Extrait du texte
Réunion du 7 octobre 2010 à 9h30
Accord fiscal france-antigua et barbuda — Discussion générale

Photo issue du site de l'Assemblée nationale ou de WikipediaFrançois Asensi :

Monsieur le président, monsieur le ministre, mes chers collègues, il était important que ce débat vienne en séance publique, eu égard à l'importance du sujet.

Nous allons bientôt aborder la loi de finances. L'État cherche à faire des économies, qui vont sûrement se traduire par des augmentations d'impôt. Je crois que l'État et le Gouvernement sont également soucieux des rentrées financières, nous avons besoin de recettes pour combattre la dette. Par conséquent, la lutte contre les paradis fiscaux est une action essentielle de l'État. C'est la raison pour laquelle nous avons souhaité ce débat en séance publique.

Je ne résiste pas au plaisir de vous lire la conclusion de l'étude d'impact de ce projet de loi, sachant qu'une étude d'impact similaire est jointe aux 18 accords fiscaux signés par la France depuis 2009. Selon cette étude : « La conclusion de ces accords relatifs à l'échange de renseignements en matière fiscale avec des territoires encore considérés, il y a peu, comme non coopératifs est très importante pour eux, puisqu'elle leur a permis de sortir de cette catégorie et de retrouver une forme de respectabilité internationale. »

Tout est dit. L'unique but poursuivi par Antigua-et- Barbuda lors de la signature de cet accord est son retrait de la liste établie par l'OCDE, afin de pouvoir poursuivre ses activités frauduleuses.

Antigua-et-Barbuda est un des paradis des entreprises offshore. Il accueille un quart des sites de paris en ligne selon l'étude d'impact, et peut-être désormais des sites de paris français, puisque l'ancien ministre du budget a pesé de tout son poids pour la libéralisation de ce secteur, malgré les fortes suspicions de conflits d'intérêts.

Nulle volonté de coopérer avec la France, nulle volonté de concourir à la lutte contre l'évasion fiscale ou le blanchiment ne préside à la conclusion de cet accord entre Antigua et la France.

Listing enregistré

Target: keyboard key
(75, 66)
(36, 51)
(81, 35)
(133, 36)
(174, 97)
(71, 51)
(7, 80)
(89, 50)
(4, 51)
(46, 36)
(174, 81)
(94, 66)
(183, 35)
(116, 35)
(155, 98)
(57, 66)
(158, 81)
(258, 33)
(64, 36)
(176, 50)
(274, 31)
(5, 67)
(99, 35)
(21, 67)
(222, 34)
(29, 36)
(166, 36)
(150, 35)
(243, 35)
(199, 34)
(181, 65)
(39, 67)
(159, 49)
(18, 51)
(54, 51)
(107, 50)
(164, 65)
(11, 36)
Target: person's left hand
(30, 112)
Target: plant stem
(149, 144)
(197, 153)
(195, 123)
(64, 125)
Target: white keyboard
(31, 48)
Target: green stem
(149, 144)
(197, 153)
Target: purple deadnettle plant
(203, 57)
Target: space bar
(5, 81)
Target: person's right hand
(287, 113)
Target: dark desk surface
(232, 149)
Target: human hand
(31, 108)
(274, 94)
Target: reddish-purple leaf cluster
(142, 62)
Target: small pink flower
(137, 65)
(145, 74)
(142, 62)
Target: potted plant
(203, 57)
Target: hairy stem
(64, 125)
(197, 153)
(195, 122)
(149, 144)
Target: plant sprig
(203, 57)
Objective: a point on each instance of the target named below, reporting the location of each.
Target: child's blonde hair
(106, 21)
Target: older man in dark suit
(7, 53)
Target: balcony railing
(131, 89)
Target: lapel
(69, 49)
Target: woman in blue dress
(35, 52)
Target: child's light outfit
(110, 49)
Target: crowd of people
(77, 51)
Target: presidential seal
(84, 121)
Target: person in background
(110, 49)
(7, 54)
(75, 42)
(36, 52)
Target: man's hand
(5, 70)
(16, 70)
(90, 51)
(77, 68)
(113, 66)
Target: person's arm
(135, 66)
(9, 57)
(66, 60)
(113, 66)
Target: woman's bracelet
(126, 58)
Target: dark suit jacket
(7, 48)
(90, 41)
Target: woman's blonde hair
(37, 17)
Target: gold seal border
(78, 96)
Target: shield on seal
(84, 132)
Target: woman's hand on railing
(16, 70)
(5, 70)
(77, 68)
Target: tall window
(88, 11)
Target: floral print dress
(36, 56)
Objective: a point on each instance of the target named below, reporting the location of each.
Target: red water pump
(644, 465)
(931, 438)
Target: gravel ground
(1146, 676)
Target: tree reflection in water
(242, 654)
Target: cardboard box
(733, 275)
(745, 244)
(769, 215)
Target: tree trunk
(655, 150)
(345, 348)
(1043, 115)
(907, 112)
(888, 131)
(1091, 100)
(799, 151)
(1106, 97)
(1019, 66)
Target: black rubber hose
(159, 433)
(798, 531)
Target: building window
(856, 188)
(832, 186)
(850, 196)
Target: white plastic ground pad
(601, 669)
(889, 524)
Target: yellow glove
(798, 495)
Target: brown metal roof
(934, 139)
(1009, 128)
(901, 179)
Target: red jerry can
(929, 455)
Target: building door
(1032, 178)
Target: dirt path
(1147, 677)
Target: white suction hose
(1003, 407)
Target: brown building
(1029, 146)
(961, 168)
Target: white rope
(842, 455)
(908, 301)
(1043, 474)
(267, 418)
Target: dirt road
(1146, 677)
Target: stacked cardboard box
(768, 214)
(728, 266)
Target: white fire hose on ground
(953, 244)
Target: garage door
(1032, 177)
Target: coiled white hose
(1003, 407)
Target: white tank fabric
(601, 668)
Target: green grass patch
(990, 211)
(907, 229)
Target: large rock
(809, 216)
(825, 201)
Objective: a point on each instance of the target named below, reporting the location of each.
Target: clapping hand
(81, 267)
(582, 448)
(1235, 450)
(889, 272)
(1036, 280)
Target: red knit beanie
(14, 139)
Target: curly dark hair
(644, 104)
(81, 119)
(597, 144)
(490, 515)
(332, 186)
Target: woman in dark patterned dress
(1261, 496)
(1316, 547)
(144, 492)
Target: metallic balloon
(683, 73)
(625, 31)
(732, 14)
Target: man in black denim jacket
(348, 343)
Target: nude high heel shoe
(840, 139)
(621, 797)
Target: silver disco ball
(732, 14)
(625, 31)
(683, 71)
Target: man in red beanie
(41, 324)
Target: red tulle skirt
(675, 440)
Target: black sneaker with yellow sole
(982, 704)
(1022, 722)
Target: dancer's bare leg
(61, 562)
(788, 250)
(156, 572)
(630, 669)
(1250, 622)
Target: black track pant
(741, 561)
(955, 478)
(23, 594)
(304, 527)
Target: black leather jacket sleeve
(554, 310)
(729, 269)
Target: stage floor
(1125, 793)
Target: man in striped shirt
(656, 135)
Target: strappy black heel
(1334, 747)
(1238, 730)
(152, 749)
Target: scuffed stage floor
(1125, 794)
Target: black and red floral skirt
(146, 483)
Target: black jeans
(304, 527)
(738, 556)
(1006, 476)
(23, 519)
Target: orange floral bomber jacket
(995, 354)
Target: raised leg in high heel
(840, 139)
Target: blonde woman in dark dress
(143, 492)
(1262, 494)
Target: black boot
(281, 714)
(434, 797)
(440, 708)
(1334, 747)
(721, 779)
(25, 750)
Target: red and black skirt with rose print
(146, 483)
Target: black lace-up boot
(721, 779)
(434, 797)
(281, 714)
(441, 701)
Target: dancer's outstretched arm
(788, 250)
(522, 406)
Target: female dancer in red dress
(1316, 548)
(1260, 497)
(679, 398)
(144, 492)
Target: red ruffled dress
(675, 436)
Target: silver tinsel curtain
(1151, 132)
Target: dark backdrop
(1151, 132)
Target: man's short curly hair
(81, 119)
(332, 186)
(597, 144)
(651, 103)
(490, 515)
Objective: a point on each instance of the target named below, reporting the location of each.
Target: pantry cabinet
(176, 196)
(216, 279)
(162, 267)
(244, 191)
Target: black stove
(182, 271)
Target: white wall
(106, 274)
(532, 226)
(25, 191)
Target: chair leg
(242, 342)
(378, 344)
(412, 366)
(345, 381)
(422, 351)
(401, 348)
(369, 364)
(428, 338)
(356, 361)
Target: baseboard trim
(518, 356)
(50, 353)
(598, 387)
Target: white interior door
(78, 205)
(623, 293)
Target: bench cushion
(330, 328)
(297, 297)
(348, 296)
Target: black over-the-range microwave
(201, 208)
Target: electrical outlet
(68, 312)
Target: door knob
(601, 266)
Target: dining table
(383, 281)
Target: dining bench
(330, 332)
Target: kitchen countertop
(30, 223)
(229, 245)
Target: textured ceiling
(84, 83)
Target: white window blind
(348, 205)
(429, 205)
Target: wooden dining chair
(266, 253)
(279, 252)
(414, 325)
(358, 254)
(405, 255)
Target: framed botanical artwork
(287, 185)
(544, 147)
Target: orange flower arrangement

Série d'exercices
1. D'après l'intervention sur l'accord fiscal avec Antigua-et-Barbuda, les affirmations suivantes sont-elles exactes ? Répondez par oui ou par non pour chacune et citez les mots du texte qui tranchent. (a) Une étude d'impact similaire est jointe aux 18 accords fiscaux signés par la France depuis 2009. (b) Selon l'étude d'impact, Antigua-et-Barbuda accueille la moitié des sites de paris en ligne. (c) La réunion a eu lieu le 7 octobre 2010 à 14h.
2. Selon l'intervention sur l'accord fiscal avec Antigua-et-Barbuda, quel est l'unique but poursuivi par Antigua-et-Barbuda en signant cet accord ?
3. Poursuivez l'intervention sur l'accord fiscal avec Antigua-et-Barbuda à la suite de sa dernière phrase.

Réponses par exercice
1.
(a) Oui : « une étude d'impact similaire est jointe aux 18 accords fiscaux signés par la France depuis 2009 ».
(b) Non : « Il accueille un quart des sites de paris en ligne selon l'étude d'impact ».
(c) Non : « Réunion du 7 octobre 2010 à 9h30 ».

2. Son retrait de la liste établie par l'OCDE, afin de pouvoir poursuivre ses activités frauduleuses.

3.
Les conditions pour obtenir des renseignements fiscaux sont pour le moins exigeantes : la France devra donner à ces pays le nom du contribuable suspecté, la période de la fraude, prouver que le pays peut détenir ces informations et, enfin, justifier que ces informations sont « vraisemblablement pertinentes » pour notre pays. C'est un véritable parcours du combattant.

Pourquoi les normes de l'OCDE sont-elles aussi précautionneuses avec ces pays voyous ? Je rappelle que l'on parle d'argent public volé aux peuples et soustrait à la solidarité nationale.

La notion floue de renseignements « vraisemblablement pertinents » est sujette à interprétation. Ces pays vont s'engouffrer dans cette brèche pour, je le crains, ne pas délivrer de renseignements qui compromettraient leurs activités.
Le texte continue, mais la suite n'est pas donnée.